§ **Blok Teks**

▶

Pilkada 2020, ASN Harus Netral tidak Bisa Ditawar-tawar

Avatar
Seful Rakhman. DM, SH

Oleh: Seful Rakhman. DM, SH (​Kordiv Hukum Penindakan dan Penanganan Pelanggaran Panwascam Benteng Kepulauan Selayar)

​PEDULIRAKYAT.CO.ID — Euforia Pesta Demokrasi Kembali Akan Laksanakan pada Pilkada pada Tahun 2020. Dalam konteks Pemilihan Kepala Daerah (Pilkada) tahun 2020, prinsip netralitas ASN ini selalu menjadi perbincangan hangat diberbagai kalangan. Wajar saja, kekhawatiran akan keberpihakan ASN kepada salah satu pasangan calon, menjadi alasan utamanya. Pada dasarnya setiap warga negara memiliki hak pilih, termasuk ASN. Hal ini dijamin secara tegas didalam konstitusi kita. Tetapi hendaknya hak pilih ASN tersebut tidak dinyatakan secara terbuka, sehingga cenderung menjadi bentuk “Kampanye” yang sifatnya mengarahkan dukungan kepada salah satu pasangan calon. Dengan demikian, independensi ASN tetap terjaga tanpa menghilangkan hak pilihnya. Hal ini kemudian dikuatkan dalam Pasal 9 ayat (2) Undang-Undang Nomor 5 Tahun 2014 tentang Aparatur Sipil Negara, yang menyatakan bahwa, “Pegawai ASN harus bebas dari pengaruh dan intervensi semua golongan dan partai politik“.

◀

§ **Soal Latihan 1**
Bisakah Anda menyalin ulang bagian artikel tentang netralitas ASN di atas, dari "Pilkada 2020, ASN" sampai "Benteng Kepulauan Selayar)", tanpa mengubah satu kata pun?

§ **Bahan Tugas Ini**
▶

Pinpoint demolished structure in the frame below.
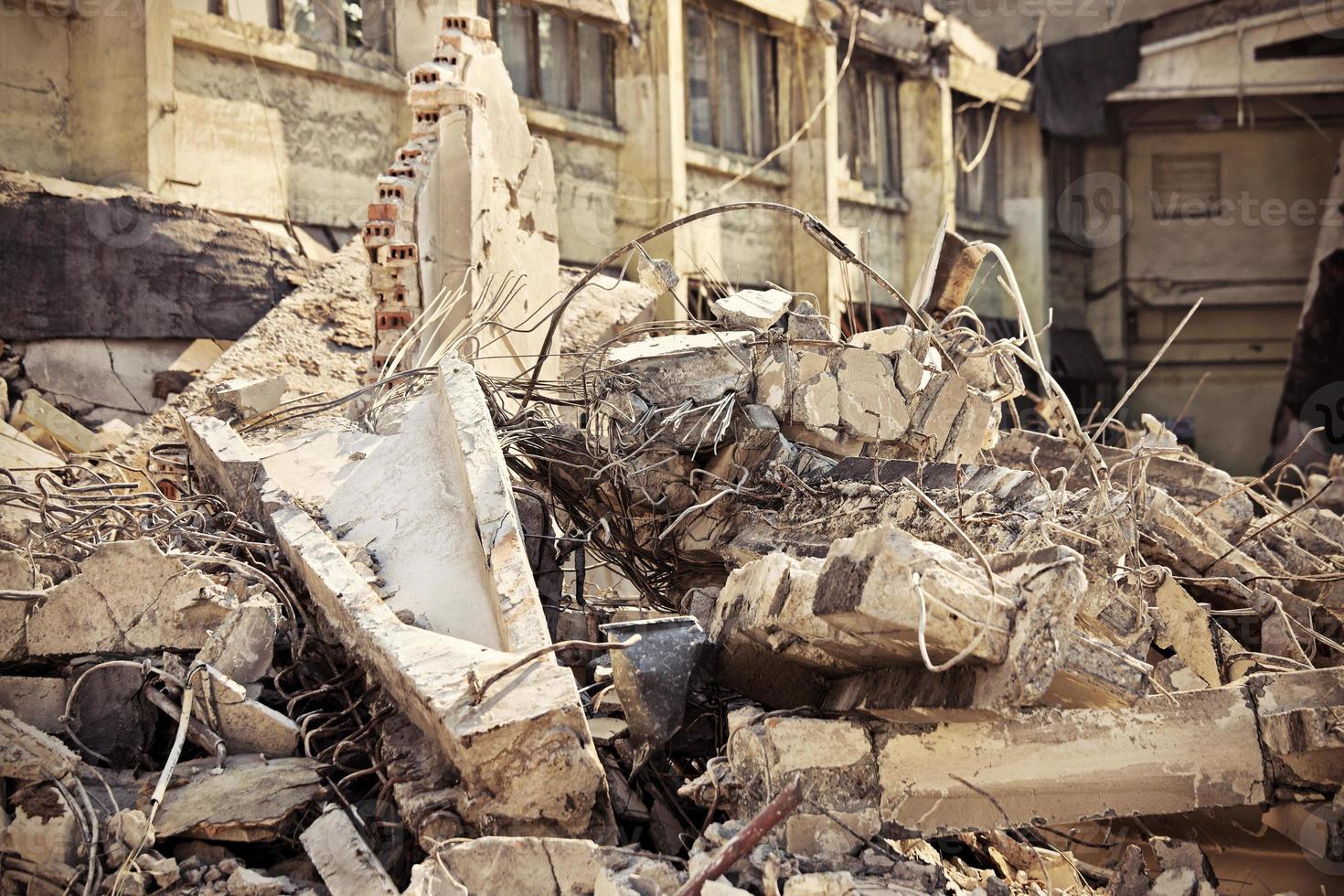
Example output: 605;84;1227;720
0;16;1344;896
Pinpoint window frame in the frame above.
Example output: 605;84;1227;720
1046;133;1089;244
477;0;617;126
953;95;1006;229
837;48;904;198
681;1;780;161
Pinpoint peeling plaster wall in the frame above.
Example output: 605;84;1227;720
837;198;918;305
543;132;620;264
167;46;402;227
0;14;71;177
1080;97;1344;475
686;168;795;286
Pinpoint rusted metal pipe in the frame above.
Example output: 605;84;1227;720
676;775;803;896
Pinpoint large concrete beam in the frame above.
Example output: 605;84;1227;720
729;669;1344;836
184;381;607;837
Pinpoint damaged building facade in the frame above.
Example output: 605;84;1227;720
0;4;1344;896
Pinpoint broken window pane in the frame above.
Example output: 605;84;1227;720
578;23;615;118
495;3;537;97
712;19;747;152
686;8;714;144
746;29;775;155
492;0;615;120
840;62;901;194
285;0;341;43
223;0;280;28
535;11;574;109
686;6;775;155
955;106;998;220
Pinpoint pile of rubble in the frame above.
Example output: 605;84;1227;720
0;16;1344;896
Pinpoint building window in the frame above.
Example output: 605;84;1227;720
1046;134;1087;243
953;106;1000;221
1152;152;1223;219
840;59;901;194
686;5;777;158
481;0;615;121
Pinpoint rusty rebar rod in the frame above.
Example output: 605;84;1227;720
676;775;803;896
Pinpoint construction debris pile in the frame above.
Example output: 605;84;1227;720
0;16;1344;896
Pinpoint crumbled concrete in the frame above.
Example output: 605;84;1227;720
0;784;85;867
27;539;234;656
709;289;793;329
197;593;280;685
206;376;288;421
192;667;300;756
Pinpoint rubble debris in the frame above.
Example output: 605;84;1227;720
206;376;286;421
603;616;709;764
145;755;324;842
112;240;374;466
0;12;1344;896
300;805;400;896
24;539;234;656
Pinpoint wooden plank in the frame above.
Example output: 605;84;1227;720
23;389;98;452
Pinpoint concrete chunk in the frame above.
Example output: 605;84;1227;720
306;805;400;896
27;539;232;656
206;376;288;421
709;289;793;329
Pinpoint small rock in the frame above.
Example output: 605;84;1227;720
227;868;292;896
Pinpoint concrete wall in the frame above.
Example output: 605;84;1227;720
167;40;403;227
172;11;404;227
0;14;69;176
1087;97;1344;475
0;0;411;227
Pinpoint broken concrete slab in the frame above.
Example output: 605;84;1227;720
197;593;280;685
233;358;549;652
0;676;69;733
406;837;681;896
27;539;234;656
0;784;85;868
306;805;400;896
603;330;754;407
186;418;606;836
709;289;793;329
0;709;80;781
191;665;300;756
206;376;289;421
144;755;326;842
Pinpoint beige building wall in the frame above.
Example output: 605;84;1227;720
0;14;72;176
0;0;1044;327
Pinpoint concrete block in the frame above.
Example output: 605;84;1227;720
603;330;752;407
206;376;286;421
27;539;234;656
192;667;298;756
709;289;793;329
836;348;910;442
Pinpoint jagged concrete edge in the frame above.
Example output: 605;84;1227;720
183;416;612;839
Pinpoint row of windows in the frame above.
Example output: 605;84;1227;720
189;0;998;204
176;0;392;52
492;0;901;194
480;0;615;120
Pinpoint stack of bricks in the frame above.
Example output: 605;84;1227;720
363;16;491;378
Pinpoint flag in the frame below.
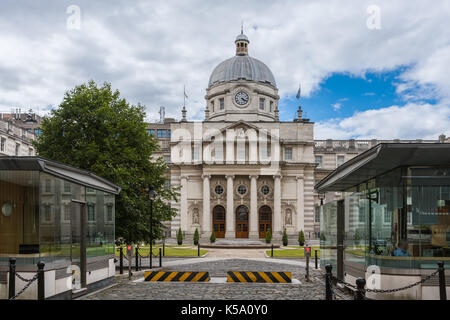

◀

§ **Soal Latihan 2**
Bisakah Anda menyajikan baris-baris catatan di atas, dari baris yang memuat "Pinpoint jagged concrete" hingga akhir catatan, sebagai daftar JSON berisi string dengan satu string per baris dan baris kosong dilewati? Jangan sertakan gambar dalam jawaban.

§ **Jawaban Benar 1**
Pilkada 2020, ASN Harus Netral tidak Bisa Ditawar-tawar

Avatar
Seful Rakhman. DM, SH

Oleh: Seful Rakhman. DM, SH (​Kordiv Hukum Penindakan dan Penanganan Pelanggaran Panwascam Benteng Kepulauan Selayar)

§ **Jawaban Benar 2**
[
  "Pinpoint jagged concrete edge in the frame above.",
  "Example output: 605;84;1227;720",
  "183;416;612;839",
  "Pinpoint row of windows in the frame above.",
  "Example output: 605;84;1227;720",
  "189;0;998;204",
  "176;0;392;52",
  "492;0;901;194",
  "480;0;615;120",
  "Pinpoint stack of bricks in the frame above.",
  "Example output: 605;84;1227;720",
  "363;16;491;378",
  "Pinpoint flag in the frame below."
]